▼
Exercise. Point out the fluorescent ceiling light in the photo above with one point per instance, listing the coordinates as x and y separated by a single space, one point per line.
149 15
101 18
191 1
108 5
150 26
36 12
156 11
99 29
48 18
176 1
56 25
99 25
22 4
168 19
▲
WHAT YOU HAVE TO DO:
Replace "fluorescent ceiling light" with "overhead light fixture" wherever it occurs in the items above, and reproduce the lines with nothing else changed.

SOLUTION BELOW:
Exercise. Point out the overhead light fixture in the photo above with one point per instance, listing the coordinates as x and y separated by a single space, one point per line.
149 15
101 18
191 1
108 5
150 26
36 12
156 11
99 29
48 18
176 1
56 25
99 25
22 4
168 19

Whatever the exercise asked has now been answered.